Exercise instructions:
The whole of the data, every line, should come back exactly the same.

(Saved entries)
------------

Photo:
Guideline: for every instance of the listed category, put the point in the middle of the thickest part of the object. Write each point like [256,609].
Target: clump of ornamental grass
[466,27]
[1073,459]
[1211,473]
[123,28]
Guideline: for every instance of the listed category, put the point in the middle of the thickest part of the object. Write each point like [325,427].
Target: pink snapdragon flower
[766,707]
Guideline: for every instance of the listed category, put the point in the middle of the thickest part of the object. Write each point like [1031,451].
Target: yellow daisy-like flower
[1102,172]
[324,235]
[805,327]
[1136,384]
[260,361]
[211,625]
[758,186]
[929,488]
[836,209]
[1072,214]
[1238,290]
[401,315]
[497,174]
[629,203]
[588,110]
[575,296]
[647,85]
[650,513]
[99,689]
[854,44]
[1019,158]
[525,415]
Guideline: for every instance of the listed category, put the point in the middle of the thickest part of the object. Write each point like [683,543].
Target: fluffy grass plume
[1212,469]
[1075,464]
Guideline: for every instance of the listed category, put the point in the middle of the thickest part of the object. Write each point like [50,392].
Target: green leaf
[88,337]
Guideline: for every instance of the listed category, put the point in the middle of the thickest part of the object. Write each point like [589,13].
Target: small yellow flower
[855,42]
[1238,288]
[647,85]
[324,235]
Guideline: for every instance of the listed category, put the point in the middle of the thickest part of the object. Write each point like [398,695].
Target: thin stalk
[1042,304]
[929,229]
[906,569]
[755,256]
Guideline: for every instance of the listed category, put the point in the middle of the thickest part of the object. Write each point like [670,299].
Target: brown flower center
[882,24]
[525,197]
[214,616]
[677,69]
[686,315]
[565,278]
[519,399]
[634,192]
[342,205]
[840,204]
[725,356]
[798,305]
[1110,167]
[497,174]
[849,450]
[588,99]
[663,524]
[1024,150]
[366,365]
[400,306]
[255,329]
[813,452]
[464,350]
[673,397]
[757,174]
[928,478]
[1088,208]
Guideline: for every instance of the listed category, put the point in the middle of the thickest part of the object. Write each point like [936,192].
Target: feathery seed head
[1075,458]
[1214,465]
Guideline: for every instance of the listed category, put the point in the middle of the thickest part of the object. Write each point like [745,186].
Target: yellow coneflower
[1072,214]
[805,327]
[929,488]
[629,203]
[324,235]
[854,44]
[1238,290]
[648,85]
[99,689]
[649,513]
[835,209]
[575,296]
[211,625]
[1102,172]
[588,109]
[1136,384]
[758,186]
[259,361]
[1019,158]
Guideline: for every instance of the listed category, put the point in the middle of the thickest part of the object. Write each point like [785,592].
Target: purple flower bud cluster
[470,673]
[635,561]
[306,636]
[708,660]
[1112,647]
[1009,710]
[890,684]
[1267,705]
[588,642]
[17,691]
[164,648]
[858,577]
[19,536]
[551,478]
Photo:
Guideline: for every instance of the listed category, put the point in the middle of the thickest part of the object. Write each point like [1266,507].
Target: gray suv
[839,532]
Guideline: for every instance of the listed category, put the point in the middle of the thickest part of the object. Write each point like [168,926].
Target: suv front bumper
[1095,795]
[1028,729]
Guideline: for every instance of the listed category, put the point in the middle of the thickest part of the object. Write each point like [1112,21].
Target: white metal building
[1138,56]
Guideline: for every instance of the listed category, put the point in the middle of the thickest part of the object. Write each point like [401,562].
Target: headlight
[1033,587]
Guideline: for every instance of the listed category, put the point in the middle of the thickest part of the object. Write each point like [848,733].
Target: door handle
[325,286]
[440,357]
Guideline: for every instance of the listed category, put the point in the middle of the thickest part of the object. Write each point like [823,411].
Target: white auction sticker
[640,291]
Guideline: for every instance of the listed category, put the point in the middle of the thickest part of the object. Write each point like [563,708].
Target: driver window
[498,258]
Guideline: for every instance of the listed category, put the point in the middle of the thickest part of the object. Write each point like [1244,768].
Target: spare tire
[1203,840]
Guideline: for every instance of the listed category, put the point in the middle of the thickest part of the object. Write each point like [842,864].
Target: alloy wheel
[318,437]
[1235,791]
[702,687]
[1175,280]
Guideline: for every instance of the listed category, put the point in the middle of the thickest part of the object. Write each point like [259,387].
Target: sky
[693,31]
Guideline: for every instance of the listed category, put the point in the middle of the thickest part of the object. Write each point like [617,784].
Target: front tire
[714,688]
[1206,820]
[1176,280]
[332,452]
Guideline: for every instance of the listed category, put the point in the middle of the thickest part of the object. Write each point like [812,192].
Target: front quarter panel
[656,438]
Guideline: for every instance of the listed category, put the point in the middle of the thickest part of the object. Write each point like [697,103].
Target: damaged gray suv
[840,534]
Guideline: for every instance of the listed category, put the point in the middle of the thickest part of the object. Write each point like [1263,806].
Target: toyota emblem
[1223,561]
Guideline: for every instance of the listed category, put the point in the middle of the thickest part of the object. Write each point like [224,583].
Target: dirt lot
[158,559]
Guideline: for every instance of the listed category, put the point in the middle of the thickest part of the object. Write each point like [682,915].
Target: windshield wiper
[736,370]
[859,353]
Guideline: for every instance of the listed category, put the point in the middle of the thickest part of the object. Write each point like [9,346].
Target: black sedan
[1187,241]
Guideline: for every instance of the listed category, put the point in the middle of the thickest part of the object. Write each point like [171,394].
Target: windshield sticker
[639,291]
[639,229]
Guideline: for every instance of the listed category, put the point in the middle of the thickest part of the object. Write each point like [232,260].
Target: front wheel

------------

Task output:
Photo:
Guideline: for every instance of the listed category, put the point in the middle of the thickest part of the object. Write each point like [256,609].
Target: clump of ornamental grass
[466,27]
[1073,459]
[1211,473]
[123,28]
Guideline: for every instance of the listed category, put the point in the middle of the thickest part of the object. Write each point like [325,427].
Target: pink snapdragon flower
[766,707]
Guideline: for every instance of the listed category, put the point in the middle of the thickest part of the object. Write each point like [1031,451].
Target: yellow daisy-like flower
[1102,172]
[324,235]
[805,327]
[1136,384]
[260,361]
[211,625]
[758,186]
[929,488]
[836,209]
[1072,214]
[1238,290]
[401,315]
[497,174]
[629,203]
[588,110]
[575,296]
[647,85]
[650,513]
[99,689]
[854,44]
[1019,158]
[525,415]
Guideline: for every instance of the listed category, put the point in the middle of the thickest part of the object. Write each point like [683,543].
Target: fluffy grass plume
[1212,469]
[1075,464]
Guideline: for every instance of the listed category, put the point in the middle of the thickest part of the object. Write each point like [50,392].
Target: green leaf
[88,337]
Guideline: for every instance of the listed category, put the point in the middle of the thickest part of the object. Write each point like [589,13].
Target: small yellow flower
[855,42]
[1238,288]
[647,85]
[324,235]
Guideline: for every instance of the listed category, put the point in the middle of the thickest part of the object. Write each point like [398,695].
Target: thin stalk
[1042,304]
[929,229]
[906,569]
[755,256]
Guideline: for every instance of the listed category, put the point in the middle of the thickest part of the object. Write each point like [670,299].
Target: brown flower center
[882,24]
[525,197]
[214,616]
[677,69]
[686,315]
[565,278]
[519,399]
[634,192]
[342,205]
[840,204]
[725,356]
[798,305]
[1110,167]
[497,174]
[849,450]
[588,99]
[663,524]
[1024,150]
[366,365]
[400,306]
[255,329]
[813,452]
[464,350]
[673,397]
[757,174]
[928,478]
[1088,208]
Guideline: for every instance of the listed category, put the point in the middle of the thickest part of the object. Write each point like [936,192].
Target: feathery seed head
[1075,458]
[1214,465]
Guideline: for every instance of the listed category, put the point in the middle of the thickest part of the object. Write each point like [745,186].
Target: yellow coneflower
[1072,214]
[805,327]
[929,488]
[629,203]
[324,235]
[854,44]
[1238,290]
[648,85]
[99,689]
[649,513]
[835,209]
[575,296]
[211,625]
[1102,172]
[588,109]
[1136,384]
[758,186]
[259,361]
[1019,158]
Guideline: for every instance of the listed category, put the point in the middle of the thickest part of the object. Write each point like [785,592].
Target: purple flower bud cluster
[470,673]
[635,561]
[306,636]
[708,660]
[1112,647]
[1009,710]
[890,684]
[1267,705]
[588,642]
[17,691]
[164,648]
[858,577]
[19,536]
[551,478]
Photo:
Guideline: for every instance of the listed category, put the point in the middle of the thickest part of the object. Write each point like [1266,507].
Target: gray suv
[839,532]
Guideline: for every instance of the listed category, put the point in the middle of the thickest part of the object. Write each point like [168,926].
Target: suv front bumper
[1095,795]
[1028,729]
Guideline: for every instance of the listed category, put the point in the middle of the thickest part of the object. Write each point like [1112,21].
Target: white metal building
[1138,56]
Guideline: for every instance of the listed category, put the point in the middle of the thickest part of the object. Write each point like [401,562].
Target: headlight
[1033,587]
Guideline: for every instance of the listed category, put the point in the middle of the thickest part of the object. Write each point like [848,733].
Target: door handle
[325,286]
[440,357]
Guideline: for every instance of the listed category, put the point in the middle of the thickest part of the object. Write each point like [823,411].
Target: white auction sticker
[640,291]
Guideline: for every instance of the listed category, put the point in the middle of the thickest part of the object. Write each point like [563,708].
Target: driver window
[498,258]
Guideline: for every instance of the listed category, put the point in the middle of the thickest part of the object. Write each point like [1244,768].
Target: spare tire
[1203,840]
Guideline: for every instance of the listed category, put the point in the middle of the thickest part of the object. Write each point like [842,864].
Target: alloy wheel
[318,437]
[1235,791]
[702,687]
[1175,280]
Guideline: for every instance of the listed category, put the point in the middle of the thickest part of the object. Write each point like [259,387].
Target: sky
[693,31]
Guideline: for every instance of the listed category, put the point in the middle of the thickest part of the object. Write each point like [617,784].
Target: front tire
[714,688]
[1206,820]
[1176,280]
[332,452]
Guideline: for every instance of the listed category, put the point in the middle of the thickest part of the object. Write each point like [812,192].
Target: front quarter panel
[656,438]
Guideline: for every instance of the listed category, put the point in the middle of the thickest part of the object. Write each point like [697,103].
Target: damaged gray suv
[840,534]
Guideline: for every instance of the listed category, put the point in the middle of the thickest part of the object. Write each point like [1263,806].
Target: toyota emblem
[1223,561]
Guideline: for every instance of the listed category, put the point in the middle of the thickest part of the object. Write each point like [224,583].
Target: dirt lot
[158,559]
Guideline: for every instance of the listed category, put the point in the middle of the thickest part of the object. Write each point like [682,915].
Target: windshield wiper
[736,370]
[859,353]
Guideline: for every instance of the listed category, put the point in the middle of the thickest part of the object. Write each point like [9,346].
Target: black sedan
[1187,241]
Guideline: for every instance of the listed category, put the point in the middle of the thickest part of the object. Write each point like [171,394].
Target: windshield sticker
[639,291]
[639,229]
Guideline: for every instance of the listed category, put the point in the middle of the thickest part of the object. Write each point like [232,260].
Target: front wheel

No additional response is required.